→ ACTIVITY: Transcribe the passage of the hockey game blog post from "But just look" to "look like this….".

→ SUPPLIED PASSAGE:
But just look at it sitting there- I should call Shiner and tell them. I could be in a beer commercial!
Here’s the finished product and a sampling of my fabulous photography skillz. Don’t hate.
We went to the Dallas Stars hockey game on Friday night! It was my very first hockey game.
It really is a show! Fog, lights, girls, stars that lower from the ceiling…
Elizabeth got us seats RIGHT ON THE GLASS. And I didn’t have to worry about facing the cost of front teeth reconstruction surgery. Yay E- Thanks!
We went out on the balcony of the AA Center…
And just so you know, I was going for a cute Pinterest look like this….
But it didn’t work out, and the white shirt that I was wearing underneath was too big, and so I looked pregnant. Looking pregnant is awesome, unless you’re boppin’ around the AA Center with a beer your hand. So I had to crop the pictures so none of y’all can use them against me when I run for president.

→ GIVEN INFORMATION:
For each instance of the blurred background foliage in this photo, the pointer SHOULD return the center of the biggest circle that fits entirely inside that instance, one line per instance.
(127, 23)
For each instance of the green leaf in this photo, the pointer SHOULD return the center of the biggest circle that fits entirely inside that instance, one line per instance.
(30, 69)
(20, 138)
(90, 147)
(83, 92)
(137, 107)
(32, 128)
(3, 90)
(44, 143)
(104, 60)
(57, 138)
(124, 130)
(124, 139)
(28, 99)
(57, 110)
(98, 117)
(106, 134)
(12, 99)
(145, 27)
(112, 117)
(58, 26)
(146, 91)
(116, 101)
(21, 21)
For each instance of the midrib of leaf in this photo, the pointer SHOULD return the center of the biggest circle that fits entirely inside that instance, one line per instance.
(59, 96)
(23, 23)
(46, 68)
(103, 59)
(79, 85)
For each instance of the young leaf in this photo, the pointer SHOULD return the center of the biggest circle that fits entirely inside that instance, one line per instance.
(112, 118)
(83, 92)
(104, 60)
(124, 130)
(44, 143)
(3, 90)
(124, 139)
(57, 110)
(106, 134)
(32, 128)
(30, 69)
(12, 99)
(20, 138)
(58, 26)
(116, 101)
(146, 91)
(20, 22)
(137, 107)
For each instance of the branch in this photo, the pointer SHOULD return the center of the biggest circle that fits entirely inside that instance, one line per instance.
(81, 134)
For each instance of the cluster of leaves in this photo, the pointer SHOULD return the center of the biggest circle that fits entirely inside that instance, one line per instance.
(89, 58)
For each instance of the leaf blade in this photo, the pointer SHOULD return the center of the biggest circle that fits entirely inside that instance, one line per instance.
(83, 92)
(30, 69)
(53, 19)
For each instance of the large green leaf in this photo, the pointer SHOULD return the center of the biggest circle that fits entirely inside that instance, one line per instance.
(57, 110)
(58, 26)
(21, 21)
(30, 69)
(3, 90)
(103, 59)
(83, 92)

→ OUTPUT OF THE EXERCISE:
But just look at it sitting there- I should call Shiner and tell them. I could be in a beer commercial!
Here’s the finished product and a sampling of my fabulous photography skillz. Don’t hate.
We went to the Dallas Stars hockey game on Friday night! It was my very first hockey game.
It really is a show! Fog, lights, girls, stars that lower from the ceiling…
Elizabeth got us seats RIGHT ON THE GLASS. And I didn’t have to worry about facing the cost of front teeth reconstruction surgery. Yay E- Thanks!
We went out on the balcony of the AA Center…
And just so you know, I was going for a cute Pinterest look like this….